Data supplied =>
* * * *

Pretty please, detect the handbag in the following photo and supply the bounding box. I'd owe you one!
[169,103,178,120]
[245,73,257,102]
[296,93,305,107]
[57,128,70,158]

* * * *

What you should do =>
Reproduce the entries above in full and exactly.

Written solution =>
Pretty please, detect the handbag in the following photo and supply the bounding box. I'd owe you one!
[169,103,178,120]
[245,73,257,102]
[296,93,305,107]
[57,128,70,158]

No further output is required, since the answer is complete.